● TASKS TO COMPLETE
A. Answer these questions about the family blog entries:
(i) What did Flor keep saying in Spanish during the pediatrician visit?
(ii) What did Flor dislike wearing at the appointment?
(iii) At which store was the kiddie pool bought, and for how much?
B. Carry on the family blog entries from the point at which they end, following their tone and style.

Sunday, May 24, 2009
Thursday, May 21, 2009
First doctor visit
Flor had an appointment with her new pediatrician today. We finally got her insurance settled and she was such a big girl too! She kept saying, "Mama, yo no lloro." (I don't cry) and "It's ok." Definitely reassuring herself more than she was me. She didn't like the gown she had to wear. It got in the way of her wiggling around all over the table and on the floor. So, she spent most of the time just in her panties... not shy at all!! At least the doctor was a lady and I told her that it was ok for the doctor to see her panties.
We weren't sure on the translation of one of the vaccines, so I have to get back to her and follow up. I will ask her then more about follow up surgeries for her cleft pallet.
Posted by Amanda at 1:10 PM 2 comments
Friday, May 8, 2009
Dumbo
Ok, so I bought this kiddie pool at Target, thinking I was getting this great deal... $5.00! Well, as you can see... I got my money's worth... it is a BABY pool!! But Flor, being Flor, did not care one bit that she barely fit. She had such a blast this afternoon! She swam and swam! Then her Barbie's swam too! So, I'd say it was WELL worth the $5 I spent for it! I can't wait to take her to a big pool this summer!!
The beginning of this video reminds me of Dumbo swimming the bucket taking his first bath! She was so cute!!

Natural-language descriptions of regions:
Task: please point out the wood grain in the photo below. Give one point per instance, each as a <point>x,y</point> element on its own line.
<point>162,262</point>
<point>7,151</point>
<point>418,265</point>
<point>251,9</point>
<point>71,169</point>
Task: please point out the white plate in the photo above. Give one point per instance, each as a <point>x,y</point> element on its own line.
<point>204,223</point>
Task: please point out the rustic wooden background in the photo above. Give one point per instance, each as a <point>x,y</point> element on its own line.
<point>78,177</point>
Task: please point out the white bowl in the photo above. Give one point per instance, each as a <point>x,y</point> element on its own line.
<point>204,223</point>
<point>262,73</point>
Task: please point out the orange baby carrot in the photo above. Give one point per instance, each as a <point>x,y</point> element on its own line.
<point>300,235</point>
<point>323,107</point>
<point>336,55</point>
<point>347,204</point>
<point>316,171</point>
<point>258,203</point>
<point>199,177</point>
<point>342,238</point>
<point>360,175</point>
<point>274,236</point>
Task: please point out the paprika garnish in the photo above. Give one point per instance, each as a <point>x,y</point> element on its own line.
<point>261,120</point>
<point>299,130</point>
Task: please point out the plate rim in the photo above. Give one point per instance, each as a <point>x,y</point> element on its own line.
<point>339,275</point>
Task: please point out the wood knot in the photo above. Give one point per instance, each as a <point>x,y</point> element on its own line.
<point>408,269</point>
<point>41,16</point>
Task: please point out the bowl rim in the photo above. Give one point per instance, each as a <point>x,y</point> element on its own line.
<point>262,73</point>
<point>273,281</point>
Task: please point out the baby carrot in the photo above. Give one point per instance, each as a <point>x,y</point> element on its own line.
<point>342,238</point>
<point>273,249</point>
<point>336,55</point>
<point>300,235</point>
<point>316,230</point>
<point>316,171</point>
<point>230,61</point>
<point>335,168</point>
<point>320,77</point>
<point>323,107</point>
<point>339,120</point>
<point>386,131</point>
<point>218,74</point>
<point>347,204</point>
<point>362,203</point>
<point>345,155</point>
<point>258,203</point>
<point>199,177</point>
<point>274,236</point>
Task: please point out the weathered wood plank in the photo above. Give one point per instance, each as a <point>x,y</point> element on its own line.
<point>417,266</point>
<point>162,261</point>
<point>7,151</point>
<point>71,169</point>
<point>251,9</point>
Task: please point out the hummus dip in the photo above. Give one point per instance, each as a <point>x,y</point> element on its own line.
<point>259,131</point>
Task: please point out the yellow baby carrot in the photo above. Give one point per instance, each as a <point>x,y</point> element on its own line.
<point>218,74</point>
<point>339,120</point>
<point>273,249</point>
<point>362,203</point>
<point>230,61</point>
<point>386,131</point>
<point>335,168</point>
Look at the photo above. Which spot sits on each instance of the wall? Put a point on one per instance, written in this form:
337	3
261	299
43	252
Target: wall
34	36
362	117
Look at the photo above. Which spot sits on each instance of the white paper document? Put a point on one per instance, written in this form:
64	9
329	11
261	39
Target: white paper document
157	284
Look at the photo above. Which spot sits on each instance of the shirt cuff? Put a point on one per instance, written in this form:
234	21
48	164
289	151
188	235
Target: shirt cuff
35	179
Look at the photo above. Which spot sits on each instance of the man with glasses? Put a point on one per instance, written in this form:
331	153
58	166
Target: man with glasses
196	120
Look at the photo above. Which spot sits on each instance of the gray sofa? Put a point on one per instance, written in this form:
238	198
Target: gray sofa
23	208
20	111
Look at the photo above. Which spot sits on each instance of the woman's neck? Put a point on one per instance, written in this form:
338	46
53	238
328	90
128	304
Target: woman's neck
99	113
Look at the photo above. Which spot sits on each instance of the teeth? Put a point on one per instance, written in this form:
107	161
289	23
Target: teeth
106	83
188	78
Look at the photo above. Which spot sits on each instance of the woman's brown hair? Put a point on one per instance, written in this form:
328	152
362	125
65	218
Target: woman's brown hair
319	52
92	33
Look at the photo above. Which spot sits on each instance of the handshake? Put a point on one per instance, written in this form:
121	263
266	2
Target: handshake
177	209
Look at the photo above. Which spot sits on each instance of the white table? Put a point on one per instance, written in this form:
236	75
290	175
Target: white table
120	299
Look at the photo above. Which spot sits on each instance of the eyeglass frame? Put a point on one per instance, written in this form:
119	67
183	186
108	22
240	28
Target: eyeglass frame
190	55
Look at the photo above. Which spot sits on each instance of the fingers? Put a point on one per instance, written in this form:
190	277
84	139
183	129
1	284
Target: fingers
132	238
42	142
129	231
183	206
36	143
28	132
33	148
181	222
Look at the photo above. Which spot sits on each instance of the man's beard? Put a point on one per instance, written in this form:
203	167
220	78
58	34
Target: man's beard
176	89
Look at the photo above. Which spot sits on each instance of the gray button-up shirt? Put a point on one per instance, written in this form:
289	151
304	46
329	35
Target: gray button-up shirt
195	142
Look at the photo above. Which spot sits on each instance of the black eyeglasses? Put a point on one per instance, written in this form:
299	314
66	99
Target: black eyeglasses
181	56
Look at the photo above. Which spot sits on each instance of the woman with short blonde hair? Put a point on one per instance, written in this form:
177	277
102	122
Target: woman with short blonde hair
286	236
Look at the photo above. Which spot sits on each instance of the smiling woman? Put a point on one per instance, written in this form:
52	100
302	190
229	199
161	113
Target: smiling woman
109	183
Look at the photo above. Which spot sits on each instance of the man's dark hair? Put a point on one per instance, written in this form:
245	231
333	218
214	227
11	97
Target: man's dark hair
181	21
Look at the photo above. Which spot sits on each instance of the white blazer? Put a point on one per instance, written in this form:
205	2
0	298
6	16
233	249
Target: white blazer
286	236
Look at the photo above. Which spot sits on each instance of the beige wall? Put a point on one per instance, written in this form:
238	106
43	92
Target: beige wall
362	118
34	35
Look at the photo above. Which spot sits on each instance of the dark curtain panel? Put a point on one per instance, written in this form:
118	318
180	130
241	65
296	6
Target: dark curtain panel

● RESPONSES
A.
(i) "Mama, yo no lloro."
(ii) The gown she had to wear.
(iii) Target, for $5.00.

B.
Posted by Amanda at 11:38 PM 1 comments
Thursday, May 7, 2009
meant to be
Today I felt so exhausted. Not really sure why. Tonight was one of those nights that really make me wish I stayed at home with Flor. Sometimes I have a little pity party and only invite myself. I think of how unfair it is for Flor that I have to keep working... blah, blah, blah... seriously?!? Would she be better off without me?!? No way, Jose. I know that God sees this desire in my heart and that one day I will be able to do just that, until then I do what I have to do.
Every day I see more and more of myself in her. Some things that freakishly make up her own little personality, that I had nothing to do with, but that are so me... other things that she so sweetly copies from her favorite person in the world... that'd be me. Either way, there is no doubt in my mind that she was born my daughter. I wish I could explain it to make people understand. It's not some great thing I've done here... It's not that I've "saved" her from whatever life she would have had... This is just the way it has to be. There is no way around us being together. Both of our lives have taken us down these paths..., paths that have crossed and now intertwined!